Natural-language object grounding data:
== == ==

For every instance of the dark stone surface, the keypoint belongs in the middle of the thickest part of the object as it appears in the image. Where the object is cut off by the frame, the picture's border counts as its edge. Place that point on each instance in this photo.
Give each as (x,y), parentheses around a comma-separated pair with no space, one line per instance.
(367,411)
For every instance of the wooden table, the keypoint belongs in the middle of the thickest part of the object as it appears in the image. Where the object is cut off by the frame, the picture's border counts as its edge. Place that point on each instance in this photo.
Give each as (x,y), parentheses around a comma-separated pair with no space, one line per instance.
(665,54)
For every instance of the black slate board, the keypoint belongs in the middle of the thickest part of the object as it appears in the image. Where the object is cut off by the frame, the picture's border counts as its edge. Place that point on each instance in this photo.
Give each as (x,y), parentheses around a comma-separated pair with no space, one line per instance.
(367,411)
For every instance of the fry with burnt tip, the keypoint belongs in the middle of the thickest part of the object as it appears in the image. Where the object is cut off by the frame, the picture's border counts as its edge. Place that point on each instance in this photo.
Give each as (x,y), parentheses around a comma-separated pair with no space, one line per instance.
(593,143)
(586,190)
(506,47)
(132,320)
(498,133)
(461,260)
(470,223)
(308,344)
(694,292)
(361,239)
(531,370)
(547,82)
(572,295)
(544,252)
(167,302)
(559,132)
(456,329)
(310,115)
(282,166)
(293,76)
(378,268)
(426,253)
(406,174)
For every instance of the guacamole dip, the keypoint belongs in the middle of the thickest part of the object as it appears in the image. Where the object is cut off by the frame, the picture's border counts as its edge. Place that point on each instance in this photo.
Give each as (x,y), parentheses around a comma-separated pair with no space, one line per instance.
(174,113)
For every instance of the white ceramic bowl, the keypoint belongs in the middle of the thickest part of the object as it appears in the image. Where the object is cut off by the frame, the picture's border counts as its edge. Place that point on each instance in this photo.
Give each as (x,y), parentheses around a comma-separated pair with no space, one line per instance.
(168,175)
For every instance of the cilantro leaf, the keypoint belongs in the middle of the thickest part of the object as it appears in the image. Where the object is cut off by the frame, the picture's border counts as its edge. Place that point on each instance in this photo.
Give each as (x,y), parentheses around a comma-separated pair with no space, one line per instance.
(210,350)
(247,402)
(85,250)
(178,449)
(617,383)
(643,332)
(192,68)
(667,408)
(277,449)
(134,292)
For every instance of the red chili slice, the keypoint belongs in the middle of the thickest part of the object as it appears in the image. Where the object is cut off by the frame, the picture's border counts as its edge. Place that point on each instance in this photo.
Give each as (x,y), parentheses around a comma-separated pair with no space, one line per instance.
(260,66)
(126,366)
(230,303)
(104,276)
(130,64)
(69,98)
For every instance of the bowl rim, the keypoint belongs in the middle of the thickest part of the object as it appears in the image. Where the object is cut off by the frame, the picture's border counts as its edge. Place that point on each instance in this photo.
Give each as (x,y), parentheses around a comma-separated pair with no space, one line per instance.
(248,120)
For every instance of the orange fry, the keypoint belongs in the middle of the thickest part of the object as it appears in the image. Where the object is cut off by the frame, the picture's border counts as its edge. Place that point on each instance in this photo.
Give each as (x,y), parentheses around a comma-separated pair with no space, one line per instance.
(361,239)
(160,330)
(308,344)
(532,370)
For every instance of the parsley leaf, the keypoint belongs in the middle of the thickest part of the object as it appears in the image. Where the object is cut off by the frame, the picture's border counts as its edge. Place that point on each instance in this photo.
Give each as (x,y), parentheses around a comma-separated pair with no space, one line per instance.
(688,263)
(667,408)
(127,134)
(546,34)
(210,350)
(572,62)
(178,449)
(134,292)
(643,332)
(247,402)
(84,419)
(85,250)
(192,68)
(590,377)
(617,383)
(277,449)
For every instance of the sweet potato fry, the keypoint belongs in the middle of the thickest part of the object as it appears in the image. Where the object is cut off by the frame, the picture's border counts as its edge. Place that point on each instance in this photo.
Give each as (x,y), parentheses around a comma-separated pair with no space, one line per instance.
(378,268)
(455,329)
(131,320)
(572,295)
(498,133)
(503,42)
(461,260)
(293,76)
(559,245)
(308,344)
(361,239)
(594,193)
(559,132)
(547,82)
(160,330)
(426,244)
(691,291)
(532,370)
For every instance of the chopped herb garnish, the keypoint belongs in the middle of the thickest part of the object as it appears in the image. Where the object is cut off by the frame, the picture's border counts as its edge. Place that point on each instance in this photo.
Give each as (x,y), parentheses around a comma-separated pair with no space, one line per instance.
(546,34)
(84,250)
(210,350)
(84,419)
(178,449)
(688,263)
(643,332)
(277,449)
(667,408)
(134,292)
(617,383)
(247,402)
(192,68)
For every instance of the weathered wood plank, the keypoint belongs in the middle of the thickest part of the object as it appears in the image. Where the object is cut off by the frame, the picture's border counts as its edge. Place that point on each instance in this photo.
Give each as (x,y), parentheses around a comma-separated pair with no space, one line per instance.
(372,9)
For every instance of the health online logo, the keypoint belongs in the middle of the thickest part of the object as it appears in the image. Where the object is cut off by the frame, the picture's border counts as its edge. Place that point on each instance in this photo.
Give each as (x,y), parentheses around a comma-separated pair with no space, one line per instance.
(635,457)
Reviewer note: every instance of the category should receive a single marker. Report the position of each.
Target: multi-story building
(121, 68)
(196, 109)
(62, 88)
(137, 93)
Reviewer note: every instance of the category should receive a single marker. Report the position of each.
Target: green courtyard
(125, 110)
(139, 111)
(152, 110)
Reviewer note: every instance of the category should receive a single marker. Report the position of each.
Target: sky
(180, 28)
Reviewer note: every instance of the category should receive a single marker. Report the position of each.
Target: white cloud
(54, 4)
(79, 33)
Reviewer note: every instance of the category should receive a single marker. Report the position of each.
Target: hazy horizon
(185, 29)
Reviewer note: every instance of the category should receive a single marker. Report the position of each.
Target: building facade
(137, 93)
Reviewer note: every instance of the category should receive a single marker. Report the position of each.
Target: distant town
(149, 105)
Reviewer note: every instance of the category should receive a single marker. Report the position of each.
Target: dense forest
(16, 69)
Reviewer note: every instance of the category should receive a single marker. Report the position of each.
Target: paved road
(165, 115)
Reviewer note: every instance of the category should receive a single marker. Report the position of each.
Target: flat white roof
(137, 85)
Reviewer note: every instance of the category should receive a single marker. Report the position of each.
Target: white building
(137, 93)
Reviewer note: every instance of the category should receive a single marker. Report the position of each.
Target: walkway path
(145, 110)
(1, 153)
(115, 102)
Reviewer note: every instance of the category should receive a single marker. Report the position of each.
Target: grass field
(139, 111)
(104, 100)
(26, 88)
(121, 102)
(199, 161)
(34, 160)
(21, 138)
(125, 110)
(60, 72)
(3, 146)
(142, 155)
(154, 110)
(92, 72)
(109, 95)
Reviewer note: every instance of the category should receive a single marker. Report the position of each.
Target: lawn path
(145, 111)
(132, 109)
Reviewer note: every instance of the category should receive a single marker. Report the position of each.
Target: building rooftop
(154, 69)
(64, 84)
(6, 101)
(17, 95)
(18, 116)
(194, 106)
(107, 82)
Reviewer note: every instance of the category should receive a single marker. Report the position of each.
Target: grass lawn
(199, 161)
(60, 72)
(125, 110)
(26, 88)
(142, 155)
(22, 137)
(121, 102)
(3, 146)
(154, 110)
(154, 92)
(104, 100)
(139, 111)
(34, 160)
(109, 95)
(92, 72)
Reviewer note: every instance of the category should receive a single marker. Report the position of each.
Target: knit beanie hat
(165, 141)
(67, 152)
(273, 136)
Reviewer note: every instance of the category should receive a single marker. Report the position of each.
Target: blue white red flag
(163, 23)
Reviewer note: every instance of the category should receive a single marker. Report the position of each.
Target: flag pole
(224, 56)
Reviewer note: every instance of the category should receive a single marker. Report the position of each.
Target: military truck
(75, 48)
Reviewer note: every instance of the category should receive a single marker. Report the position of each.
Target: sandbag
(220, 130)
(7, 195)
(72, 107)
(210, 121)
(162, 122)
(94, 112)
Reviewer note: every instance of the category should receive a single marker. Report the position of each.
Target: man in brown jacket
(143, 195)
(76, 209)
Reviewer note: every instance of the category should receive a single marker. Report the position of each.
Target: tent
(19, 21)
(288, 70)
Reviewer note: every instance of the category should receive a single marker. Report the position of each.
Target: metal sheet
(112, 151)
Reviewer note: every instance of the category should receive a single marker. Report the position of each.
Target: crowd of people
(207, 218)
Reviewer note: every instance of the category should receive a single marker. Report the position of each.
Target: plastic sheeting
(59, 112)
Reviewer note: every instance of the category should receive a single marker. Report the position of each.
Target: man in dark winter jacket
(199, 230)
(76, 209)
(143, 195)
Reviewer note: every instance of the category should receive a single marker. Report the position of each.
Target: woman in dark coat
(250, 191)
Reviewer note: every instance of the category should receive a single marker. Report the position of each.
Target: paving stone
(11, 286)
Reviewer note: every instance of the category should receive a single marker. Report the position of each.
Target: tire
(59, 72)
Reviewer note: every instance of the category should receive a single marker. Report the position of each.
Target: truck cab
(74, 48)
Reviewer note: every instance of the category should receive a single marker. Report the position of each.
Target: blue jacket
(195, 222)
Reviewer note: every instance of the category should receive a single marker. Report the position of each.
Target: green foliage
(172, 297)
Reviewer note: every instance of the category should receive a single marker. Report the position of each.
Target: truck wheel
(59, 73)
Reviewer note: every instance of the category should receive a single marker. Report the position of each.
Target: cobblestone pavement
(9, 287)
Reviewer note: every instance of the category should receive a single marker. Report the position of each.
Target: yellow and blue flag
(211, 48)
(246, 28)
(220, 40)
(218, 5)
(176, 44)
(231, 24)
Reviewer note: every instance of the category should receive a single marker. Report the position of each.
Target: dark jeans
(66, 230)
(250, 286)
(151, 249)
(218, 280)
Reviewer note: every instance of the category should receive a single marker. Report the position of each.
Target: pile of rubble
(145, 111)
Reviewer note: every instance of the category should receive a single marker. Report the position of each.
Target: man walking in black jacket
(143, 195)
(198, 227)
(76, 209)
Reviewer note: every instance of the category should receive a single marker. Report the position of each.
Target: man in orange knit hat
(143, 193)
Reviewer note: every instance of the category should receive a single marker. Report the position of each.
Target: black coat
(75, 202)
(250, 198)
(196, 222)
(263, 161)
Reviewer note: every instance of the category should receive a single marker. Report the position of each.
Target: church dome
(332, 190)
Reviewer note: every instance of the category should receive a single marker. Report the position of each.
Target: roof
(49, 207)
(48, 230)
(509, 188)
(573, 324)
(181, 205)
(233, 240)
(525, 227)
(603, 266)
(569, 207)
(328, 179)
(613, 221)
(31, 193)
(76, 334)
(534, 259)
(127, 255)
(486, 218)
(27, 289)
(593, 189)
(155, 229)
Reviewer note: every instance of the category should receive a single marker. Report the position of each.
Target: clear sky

== == ==

**WORK TO COMPLETE:**
Lines from the first one above through the line containing "For every instance of the black" are to be retyped exactly, both included, and nothing more.

**FINISHED EXERCISE:**
For every instance of the dark stone surface, the keypoint belongs in the middle of the thickest part of the object as it appears in the image. Where the object is cut off by the frame, the picture's border counts as its edge. Place that point on each instance in this photo.
Give each as (x,y), parentheses around a comma-separated pair with no space, one line per instance.
(367,411)
For every instance of the wooden table, the keypoint belongs in the middle of the thickest part of the object as it appears in the image. Where the object is cut off by the frame, the picture's border counts as its edge. Place that point on each instance in this photo.
Give each as (x,y), parentheses around a comma-separated pair with no space, one line per instance.
(665,54)
For every instance of the black slate board, the keypoint belongs in the middle of the thickest part of the object as it appears in the image. Where the object is cut off by the frame, the picture's border counts as its edge. Place that point on each instance in this photo.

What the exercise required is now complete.